(Prompt): Your response should be every line from the entries that includes the string "smiling".
Data for this task below:
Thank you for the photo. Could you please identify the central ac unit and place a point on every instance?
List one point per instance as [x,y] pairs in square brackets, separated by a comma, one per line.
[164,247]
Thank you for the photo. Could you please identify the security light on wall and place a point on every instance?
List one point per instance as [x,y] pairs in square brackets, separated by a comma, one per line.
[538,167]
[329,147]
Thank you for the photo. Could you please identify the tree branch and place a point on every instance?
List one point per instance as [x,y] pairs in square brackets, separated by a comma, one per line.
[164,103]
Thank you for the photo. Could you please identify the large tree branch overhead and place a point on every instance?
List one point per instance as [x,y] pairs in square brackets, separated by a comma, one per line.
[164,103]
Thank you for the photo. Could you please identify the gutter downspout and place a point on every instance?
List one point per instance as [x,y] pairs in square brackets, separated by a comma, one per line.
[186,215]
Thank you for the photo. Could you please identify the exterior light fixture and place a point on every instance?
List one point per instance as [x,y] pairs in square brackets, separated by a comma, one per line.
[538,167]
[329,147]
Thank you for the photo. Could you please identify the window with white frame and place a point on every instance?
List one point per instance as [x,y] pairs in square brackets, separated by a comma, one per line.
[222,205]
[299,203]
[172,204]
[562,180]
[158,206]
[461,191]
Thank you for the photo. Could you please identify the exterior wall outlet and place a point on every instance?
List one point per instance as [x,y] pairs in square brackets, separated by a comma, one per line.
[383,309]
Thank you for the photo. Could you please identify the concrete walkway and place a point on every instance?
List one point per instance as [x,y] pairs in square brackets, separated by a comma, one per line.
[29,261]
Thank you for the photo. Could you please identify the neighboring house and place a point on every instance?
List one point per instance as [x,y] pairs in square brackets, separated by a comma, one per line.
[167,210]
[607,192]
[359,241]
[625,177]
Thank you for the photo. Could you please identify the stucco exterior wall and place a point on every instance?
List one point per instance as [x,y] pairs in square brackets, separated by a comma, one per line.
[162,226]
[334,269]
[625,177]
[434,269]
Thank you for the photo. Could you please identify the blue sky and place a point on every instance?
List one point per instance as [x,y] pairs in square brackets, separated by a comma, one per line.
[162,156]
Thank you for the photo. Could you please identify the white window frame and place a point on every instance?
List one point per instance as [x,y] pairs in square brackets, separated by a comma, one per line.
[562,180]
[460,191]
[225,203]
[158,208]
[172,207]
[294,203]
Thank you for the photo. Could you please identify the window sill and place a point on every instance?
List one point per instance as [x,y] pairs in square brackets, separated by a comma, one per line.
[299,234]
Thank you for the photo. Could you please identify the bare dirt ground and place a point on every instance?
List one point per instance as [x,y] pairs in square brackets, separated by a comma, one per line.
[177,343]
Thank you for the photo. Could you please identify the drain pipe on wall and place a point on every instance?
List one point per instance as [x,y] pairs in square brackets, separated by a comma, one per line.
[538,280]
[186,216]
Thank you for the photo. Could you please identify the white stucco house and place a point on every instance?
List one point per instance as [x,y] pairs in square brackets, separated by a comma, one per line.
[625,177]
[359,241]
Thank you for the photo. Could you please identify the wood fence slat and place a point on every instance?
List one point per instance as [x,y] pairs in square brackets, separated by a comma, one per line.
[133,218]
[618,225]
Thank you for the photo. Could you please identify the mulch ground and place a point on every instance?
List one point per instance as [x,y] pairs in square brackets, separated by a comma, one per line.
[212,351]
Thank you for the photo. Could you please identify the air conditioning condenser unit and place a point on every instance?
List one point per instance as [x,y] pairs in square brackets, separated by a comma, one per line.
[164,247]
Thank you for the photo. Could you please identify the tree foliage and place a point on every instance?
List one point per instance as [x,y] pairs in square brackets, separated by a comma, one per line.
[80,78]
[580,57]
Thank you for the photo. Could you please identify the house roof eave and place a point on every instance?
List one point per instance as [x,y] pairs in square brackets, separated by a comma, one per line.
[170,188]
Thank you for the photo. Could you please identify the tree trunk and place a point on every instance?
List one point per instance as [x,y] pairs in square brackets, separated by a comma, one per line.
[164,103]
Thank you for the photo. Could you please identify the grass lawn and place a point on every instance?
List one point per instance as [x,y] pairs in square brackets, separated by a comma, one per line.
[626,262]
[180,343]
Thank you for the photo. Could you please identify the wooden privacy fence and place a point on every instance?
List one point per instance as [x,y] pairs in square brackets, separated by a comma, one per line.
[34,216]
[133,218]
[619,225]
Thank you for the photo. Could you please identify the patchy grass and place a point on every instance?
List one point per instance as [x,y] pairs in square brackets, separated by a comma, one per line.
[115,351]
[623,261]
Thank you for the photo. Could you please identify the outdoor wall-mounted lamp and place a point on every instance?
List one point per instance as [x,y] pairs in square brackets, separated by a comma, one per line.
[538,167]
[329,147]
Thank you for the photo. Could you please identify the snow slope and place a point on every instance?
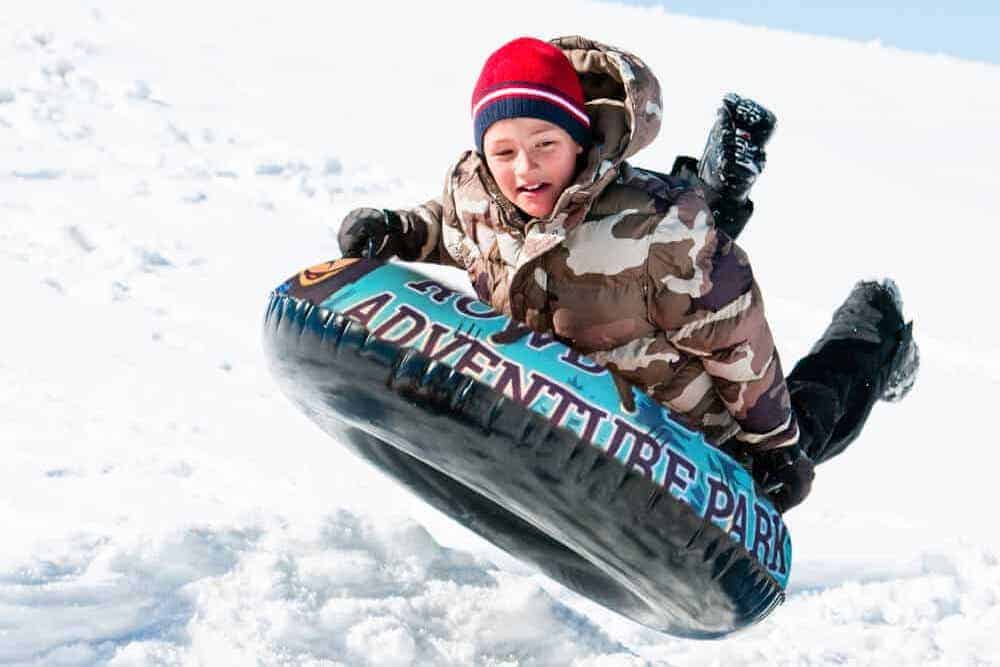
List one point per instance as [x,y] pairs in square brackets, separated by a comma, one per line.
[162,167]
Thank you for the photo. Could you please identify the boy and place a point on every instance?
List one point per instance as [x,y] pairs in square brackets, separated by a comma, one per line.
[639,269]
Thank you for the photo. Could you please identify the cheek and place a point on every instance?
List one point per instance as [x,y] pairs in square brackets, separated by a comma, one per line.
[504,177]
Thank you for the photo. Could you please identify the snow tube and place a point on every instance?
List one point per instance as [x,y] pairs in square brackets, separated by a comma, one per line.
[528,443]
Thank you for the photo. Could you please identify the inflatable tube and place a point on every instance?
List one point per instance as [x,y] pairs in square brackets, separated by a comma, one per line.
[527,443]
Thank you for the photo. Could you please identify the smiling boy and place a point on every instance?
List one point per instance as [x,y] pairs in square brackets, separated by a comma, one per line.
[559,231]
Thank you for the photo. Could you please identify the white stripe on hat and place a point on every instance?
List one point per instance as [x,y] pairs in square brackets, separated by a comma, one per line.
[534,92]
End of Data for this task.
Data for this task below:
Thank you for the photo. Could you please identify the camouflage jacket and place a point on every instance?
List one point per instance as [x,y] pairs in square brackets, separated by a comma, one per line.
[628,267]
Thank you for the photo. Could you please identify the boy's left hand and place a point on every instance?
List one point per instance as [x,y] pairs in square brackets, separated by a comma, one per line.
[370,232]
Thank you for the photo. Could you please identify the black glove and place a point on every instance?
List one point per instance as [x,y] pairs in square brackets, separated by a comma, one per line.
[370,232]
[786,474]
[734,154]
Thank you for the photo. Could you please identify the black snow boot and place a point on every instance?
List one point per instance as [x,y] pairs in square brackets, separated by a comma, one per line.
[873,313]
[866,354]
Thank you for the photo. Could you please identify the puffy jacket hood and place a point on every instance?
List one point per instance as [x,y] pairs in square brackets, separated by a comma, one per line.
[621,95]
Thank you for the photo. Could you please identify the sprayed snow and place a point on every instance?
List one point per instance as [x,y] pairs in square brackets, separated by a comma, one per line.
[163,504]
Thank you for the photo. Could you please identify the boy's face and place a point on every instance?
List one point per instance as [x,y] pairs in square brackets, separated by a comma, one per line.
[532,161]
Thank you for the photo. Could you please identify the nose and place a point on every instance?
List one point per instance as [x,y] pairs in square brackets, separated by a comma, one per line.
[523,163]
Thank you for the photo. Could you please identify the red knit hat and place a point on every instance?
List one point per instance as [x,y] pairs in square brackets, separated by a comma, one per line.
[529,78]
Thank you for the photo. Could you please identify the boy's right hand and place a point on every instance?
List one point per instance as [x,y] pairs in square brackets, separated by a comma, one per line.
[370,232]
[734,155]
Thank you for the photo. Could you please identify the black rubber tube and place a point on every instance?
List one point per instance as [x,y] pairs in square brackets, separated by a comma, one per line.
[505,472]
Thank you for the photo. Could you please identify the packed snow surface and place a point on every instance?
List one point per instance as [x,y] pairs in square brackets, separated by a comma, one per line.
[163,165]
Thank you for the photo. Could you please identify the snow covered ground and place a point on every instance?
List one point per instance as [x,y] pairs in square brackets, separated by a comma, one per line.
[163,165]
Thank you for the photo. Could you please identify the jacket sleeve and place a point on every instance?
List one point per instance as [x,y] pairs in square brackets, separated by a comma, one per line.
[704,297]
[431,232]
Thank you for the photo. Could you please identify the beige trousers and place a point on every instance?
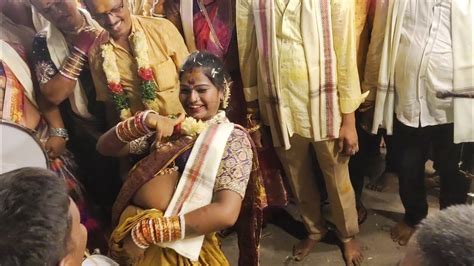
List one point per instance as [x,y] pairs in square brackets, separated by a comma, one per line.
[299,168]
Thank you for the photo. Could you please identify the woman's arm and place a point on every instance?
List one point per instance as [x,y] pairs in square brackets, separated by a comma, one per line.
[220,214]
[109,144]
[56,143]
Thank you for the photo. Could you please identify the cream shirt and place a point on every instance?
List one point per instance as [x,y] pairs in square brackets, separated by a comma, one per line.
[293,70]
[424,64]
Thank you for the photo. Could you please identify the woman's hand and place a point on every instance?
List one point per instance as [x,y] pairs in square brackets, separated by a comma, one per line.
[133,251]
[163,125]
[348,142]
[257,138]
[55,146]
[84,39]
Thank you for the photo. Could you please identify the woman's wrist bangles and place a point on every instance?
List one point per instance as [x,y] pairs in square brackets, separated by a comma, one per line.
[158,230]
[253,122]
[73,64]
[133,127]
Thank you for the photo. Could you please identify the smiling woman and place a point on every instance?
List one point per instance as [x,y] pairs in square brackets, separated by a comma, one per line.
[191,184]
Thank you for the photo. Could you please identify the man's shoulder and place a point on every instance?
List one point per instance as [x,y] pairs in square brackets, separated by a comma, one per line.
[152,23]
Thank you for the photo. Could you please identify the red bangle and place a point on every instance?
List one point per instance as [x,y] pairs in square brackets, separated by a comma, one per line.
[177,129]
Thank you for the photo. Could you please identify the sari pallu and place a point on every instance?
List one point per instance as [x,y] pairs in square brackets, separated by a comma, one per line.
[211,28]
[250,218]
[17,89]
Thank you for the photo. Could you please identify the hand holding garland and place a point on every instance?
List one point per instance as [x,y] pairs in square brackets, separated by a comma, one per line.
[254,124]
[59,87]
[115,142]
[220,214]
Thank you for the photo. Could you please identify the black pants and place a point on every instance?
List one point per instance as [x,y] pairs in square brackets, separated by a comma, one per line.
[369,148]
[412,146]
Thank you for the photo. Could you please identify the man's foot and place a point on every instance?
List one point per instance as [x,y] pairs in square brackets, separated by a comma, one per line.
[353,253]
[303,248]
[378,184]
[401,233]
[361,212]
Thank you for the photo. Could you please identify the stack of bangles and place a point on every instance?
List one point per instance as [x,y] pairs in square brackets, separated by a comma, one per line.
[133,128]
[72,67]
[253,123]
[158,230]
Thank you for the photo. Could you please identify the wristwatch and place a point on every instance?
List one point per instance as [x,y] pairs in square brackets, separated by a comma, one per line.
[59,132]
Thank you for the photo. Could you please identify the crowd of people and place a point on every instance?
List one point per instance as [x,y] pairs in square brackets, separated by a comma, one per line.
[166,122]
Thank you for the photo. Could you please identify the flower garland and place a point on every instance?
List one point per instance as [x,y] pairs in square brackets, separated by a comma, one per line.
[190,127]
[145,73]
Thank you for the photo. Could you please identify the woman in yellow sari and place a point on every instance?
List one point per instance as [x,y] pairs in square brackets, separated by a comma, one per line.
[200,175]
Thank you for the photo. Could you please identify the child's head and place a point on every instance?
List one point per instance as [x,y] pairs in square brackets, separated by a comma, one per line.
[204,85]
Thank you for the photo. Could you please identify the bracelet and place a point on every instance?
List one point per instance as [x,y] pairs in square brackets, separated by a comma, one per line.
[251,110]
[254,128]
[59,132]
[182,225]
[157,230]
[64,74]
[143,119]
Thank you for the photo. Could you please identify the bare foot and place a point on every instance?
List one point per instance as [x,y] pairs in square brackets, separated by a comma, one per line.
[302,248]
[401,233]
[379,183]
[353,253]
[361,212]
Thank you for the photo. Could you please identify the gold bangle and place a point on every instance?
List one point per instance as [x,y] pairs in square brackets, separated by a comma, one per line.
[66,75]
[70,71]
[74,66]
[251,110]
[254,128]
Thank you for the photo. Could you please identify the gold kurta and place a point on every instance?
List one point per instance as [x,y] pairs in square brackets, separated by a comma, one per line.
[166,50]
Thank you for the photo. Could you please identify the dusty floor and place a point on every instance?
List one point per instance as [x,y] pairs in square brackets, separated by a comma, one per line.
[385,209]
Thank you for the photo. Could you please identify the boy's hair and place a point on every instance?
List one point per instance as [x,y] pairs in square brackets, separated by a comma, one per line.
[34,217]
End of Data for this task.
(Solved problem):
Thank you for the photo. Could you please identify the smiling boy and place a point on every instance?
Thank you for the photo. Could you please identify the smiling woman and place a point on every instance?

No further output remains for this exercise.